Task directions
Please decide whether each statement agrees with the text on adversarial training below, answering yes or no and quoting the words from the text that decide it. (a) The approach needs access to data from the test domain. (b) The inner maximization generates adversarial perturbations. (c) The robustness gains are shown on MNIST, CIFAR-10, and ImageNet.

While existing work in robust deep learning has focused on small pixel-level $\ell_p$ norm-based perturbations, this may not account for perturbations encountered in several real world settings. In many such cases although test data might not be available, broad specifications about the types of perturbations (such as an unknown degree of rotation) may be known. We consider a setup where robustness is expected over an unseen test domain that is not i.i.d. but deviates from the training domain. While this deviation may not be exactly known, its broad characterization is specified a priori, in terms of attributes. We propose an adversarial training approach which learns to generate new samples so as to maximize exposure of the classifier to the attributes-space, without having access to the data from the test domain. Our adversarial training solves a min-max optimization problem, with the inner maximization generating adversarial perturbations, and the outer minimization finding model parameters by optimizing the loss on adversarial perturbations generated from the inner maximization. We demonstrate the applicability of our approach on three types of naturally occurring perturbations -- object-related shifts, geometric transformations, and common image corruptions. Our approach enables deep neural networks to be robust against a wide range of naturally occurring perturbations. We demonstrate the usefulness of the proposed approach by showing the robustness gains of deep neural networks trained using our adversarial training on MNIST, CIFAR-10, and a new variant of the CLEVR dataset.

Supplied entries
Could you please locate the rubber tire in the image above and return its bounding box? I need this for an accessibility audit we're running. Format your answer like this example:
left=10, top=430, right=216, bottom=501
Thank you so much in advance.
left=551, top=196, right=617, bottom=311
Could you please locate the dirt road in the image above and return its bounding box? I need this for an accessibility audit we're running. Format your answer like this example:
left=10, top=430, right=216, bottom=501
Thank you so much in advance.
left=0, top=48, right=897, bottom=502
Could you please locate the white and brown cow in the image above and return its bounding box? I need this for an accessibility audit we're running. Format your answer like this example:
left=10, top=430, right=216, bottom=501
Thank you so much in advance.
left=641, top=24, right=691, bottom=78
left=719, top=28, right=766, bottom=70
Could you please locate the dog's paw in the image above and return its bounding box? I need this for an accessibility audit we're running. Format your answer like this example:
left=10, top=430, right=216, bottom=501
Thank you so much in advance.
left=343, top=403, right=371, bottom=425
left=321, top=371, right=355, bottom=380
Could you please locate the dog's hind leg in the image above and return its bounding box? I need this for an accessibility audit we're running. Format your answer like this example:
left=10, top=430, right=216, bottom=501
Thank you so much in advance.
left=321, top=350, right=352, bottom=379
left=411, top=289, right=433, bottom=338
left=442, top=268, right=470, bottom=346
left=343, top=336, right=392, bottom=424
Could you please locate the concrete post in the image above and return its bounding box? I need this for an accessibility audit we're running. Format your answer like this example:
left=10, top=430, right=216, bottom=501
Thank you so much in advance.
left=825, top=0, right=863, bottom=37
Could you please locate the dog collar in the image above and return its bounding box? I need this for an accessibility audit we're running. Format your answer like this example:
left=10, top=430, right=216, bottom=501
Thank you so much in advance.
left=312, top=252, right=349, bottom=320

Result of the task
(a) No: "without having access to the data from the test domain."
(b) Yes: "with the inner maximization generating adversarial perturbations"
(c) No: "on MNIST, CIFAR-10, and a new variant of the CLEVR dataset."